*Document:*
# # # # #

I feel this really is more of a performance-driven film as the plot doesn’t captivate very much. It’s quite standard for a adaptation of Bram Stoker’s novel. Thankfully, the cast is especially exceptional. Frank Langella is undoubtedly the most seductive and sensual Count Dracula ever committed to film. With every glance of his eyes, every graceful movement, every soothing, hypnotic word he speaks, it fully enraptures an audience into the Count’s spell. Langella has been told by many fans how their wives were so greatly turned on by his performance, and the husband’s benefitted nicely from it. The wardrobe was meticulously assembled to give him the right flowing and iconic quality, and Langella envelopes that ideal beautifully. He has such a striking presence from his first entrance to the end. He truly commands a scene bringing a shadowy majesty to all he does. The performance is captivating reflecting the centuries old wisdom and power Dracula has gained, making him a dangerous and fearsome evil to combat. The character himself is depicted as a more lonely individual who feels a sadness being isolated from the world. Words spoken with great zeal by Bela Lugosi about the creatures of the night are turned around with a sorrowful tone by Langella. It makes Dracula a more sympathetic figure who yearns for an eternal love to end his pain of loneliness. He doesn’t wish to damn Lucy, he wants to be with her for all time, to love her in the darkness.
Sir Laurence Olivier is also a sympathetic figure as Abraham Van Helsing. He inhabits the intellect of the Professor well, but since the story makes it that Mina is his daughter, there is an added depth of emotion here. As anyone should expect from this magnificent actor, Olivier brings great theatricality and soulful breadth to this portrayal. Despite his grief for Mina, Van Helsing has a solid strength and conviction which makes him a formidable adversary for the Count. Olivier puts on a peculiar accent as Van Helsing which is further unique since all other actors in the role have just used their native English accent. It’s just one more thing that helps him make this role his own.

# # # # #

*Data excerpt:*
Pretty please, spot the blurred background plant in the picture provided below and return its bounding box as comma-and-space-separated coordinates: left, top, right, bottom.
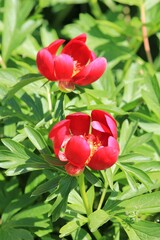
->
0, 0, 160, 240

# # # # #

*Your goal:* Copy the Dracula review word for word, everything from "Sir Laurence Olivier" down to "role his own.". Work only from the Dracula review.

*Task result:*
Sir Laurence Olivier is also a sympathetic figure as Abraham Van Helsing. He inhabits the intellect of the Professor well, but since the story makes it that Mina is his daughter, there is an added depth of emotion here. As anyone should expect from this magnificent actor, Olivier brings great theatricality and soulful breadth to this portrayal. Despite his grief for Mina, Van Helsing has a solid strength and conviction which makes him a formidable adversary for the Count. Olivier puts on a peculiar accent as Van Helsing which is further unique since all other actors in the role have just used their native English accent. It’s just one more thing that helps him make this role his own.